We study pedestrian dynamics using Kalman filtering methods. Kalman filters apply the Bayesian approach to a time series and incorporate the uncertainty in both the measurement and the mathematical model to create a better state estimate of a system, and are commonly used to reduce error in state estimates for applications ranging from radar systems to GPS.
Our goal is to combine a Kalman filter and the Kuhn-Munkres algorithm to not only predict the locations of the pedestrians but also reconstruct their walking path trajectories. We first worked on the linear system of stochastic differential equations to model undisturbed pedestrian dynamics, which is motivated by the work from Corbetta et al. The model uses Langevin equations to describe the Brownian motion-like perturbations in pedestrian trajectories. We utilize the data collected over one year from the Eindhoven University of Technology MetaForum building. While our measurement data are recorded with relatively high frequency and low noise, we also investigate the effect of reduced data quality by downsampling our data set.
○ ○ ○ ○ ○
*Stated exercise 1*
According to the pedestrian dynamics passage, where was the data collected?
*Stated exercise 2*
Continue the pedestrian dynamics passage, starting right after its last sentence.
The rows that come next play no part in this work.

Part of a data file:
○ ○ ○ ○ ○
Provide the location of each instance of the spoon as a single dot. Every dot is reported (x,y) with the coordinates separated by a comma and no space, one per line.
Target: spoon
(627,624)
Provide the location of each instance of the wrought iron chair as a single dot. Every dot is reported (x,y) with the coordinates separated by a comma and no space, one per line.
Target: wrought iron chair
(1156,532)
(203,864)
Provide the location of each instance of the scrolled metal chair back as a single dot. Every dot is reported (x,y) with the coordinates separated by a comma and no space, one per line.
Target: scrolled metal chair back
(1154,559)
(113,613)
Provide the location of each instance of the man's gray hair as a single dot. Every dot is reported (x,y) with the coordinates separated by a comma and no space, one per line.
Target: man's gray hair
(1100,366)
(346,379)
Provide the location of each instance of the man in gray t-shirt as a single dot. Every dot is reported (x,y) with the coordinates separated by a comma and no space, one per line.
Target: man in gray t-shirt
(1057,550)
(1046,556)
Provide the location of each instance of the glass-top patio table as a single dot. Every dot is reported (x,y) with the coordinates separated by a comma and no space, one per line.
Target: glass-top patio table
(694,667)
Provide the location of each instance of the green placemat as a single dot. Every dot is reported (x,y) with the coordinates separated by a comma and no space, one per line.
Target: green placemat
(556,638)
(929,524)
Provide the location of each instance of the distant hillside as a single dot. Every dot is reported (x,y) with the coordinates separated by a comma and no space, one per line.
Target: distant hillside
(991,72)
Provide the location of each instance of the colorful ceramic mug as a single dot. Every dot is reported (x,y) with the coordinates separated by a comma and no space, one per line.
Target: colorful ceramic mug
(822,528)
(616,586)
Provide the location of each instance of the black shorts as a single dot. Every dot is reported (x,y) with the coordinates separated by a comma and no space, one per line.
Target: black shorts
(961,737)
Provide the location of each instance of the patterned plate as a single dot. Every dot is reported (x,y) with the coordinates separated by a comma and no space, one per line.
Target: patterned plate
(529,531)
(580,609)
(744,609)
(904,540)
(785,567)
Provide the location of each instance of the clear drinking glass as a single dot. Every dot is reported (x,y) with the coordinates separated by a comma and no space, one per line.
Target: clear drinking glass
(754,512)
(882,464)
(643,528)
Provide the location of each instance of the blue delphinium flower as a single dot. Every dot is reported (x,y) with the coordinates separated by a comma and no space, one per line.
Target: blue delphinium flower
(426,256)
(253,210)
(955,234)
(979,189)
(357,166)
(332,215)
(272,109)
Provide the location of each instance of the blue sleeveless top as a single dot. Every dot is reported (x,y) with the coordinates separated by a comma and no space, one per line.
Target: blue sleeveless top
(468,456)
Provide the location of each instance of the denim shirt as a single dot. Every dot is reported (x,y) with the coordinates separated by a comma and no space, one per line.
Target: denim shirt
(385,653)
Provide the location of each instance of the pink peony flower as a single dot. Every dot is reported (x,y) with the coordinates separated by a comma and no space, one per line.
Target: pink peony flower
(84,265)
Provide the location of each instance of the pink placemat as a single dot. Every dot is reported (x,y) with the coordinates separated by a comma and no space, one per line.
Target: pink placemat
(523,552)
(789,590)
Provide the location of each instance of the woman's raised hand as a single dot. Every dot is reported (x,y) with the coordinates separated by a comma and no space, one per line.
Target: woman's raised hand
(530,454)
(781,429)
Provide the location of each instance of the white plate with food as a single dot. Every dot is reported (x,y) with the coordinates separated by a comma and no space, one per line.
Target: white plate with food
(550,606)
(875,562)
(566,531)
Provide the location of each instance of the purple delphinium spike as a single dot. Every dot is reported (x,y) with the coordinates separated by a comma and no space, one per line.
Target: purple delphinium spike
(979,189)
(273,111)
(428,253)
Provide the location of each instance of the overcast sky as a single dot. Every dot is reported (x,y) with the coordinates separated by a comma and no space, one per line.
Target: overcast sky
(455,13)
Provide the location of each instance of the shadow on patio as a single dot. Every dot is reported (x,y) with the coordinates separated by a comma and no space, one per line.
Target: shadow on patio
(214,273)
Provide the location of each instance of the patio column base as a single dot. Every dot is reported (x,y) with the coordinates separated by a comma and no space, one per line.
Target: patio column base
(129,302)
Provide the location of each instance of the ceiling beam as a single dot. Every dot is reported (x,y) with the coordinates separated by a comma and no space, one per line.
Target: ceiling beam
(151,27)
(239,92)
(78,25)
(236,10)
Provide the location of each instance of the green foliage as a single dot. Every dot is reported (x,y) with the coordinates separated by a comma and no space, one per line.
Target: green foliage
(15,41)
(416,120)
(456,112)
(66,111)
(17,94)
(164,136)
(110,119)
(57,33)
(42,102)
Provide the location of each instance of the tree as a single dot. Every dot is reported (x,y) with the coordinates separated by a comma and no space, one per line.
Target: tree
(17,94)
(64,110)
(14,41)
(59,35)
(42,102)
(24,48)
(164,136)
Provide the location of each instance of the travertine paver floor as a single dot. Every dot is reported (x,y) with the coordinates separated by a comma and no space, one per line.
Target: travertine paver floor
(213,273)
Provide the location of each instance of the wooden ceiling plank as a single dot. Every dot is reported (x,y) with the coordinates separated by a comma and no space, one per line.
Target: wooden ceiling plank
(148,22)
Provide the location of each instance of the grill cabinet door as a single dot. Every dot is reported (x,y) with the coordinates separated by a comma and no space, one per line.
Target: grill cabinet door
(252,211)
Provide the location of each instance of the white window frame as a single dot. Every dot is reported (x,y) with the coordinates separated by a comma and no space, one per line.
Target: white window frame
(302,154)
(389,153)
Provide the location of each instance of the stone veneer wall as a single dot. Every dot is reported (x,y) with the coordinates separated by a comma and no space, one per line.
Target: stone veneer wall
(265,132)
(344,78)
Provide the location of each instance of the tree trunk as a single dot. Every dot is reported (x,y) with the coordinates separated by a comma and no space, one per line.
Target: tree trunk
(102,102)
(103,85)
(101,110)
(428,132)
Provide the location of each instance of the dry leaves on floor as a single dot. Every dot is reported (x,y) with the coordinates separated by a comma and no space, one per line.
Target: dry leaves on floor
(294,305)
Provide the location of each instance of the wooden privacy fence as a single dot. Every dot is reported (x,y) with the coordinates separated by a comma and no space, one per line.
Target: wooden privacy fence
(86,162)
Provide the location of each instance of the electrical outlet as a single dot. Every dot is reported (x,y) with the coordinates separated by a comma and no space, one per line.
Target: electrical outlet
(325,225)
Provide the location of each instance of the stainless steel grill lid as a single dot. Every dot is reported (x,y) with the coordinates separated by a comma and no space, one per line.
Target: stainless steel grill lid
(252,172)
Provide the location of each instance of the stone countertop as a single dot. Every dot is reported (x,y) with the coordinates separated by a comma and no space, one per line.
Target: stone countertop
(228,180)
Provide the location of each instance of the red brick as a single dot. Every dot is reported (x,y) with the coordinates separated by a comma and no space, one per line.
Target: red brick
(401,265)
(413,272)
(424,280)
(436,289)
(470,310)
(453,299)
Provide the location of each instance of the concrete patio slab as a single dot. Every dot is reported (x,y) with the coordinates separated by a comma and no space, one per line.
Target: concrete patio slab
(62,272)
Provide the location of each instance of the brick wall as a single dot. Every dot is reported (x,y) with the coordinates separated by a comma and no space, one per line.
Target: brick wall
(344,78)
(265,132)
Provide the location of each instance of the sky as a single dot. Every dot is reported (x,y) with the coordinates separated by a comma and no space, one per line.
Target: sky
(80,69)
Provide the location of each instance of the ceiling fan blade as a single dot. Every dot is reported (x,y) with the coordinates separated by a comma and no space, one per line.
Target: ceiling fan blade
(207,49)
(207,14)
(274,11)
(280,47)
○ ○ ○ ○ ○
*Final result 1*
The data was collected over one year in the Eindhoven University of Technology MetaForum building.

*Final result 2*
In the next step, we extend our study to a pedestrian model similar to the social force model described by Helbing et al. which includes pedestrian avoidance behavior on a second data set, the Eindhoven train station. The data set contains pedestrian data for different crowd densities and includes more interactions among pedestrians.
We find that using a Kalman filter improved results for both data sets, especially for connecting trajectories when more pedestrians are present. Using the pedestrian model with avoidance versus without avoidance showed no improvement.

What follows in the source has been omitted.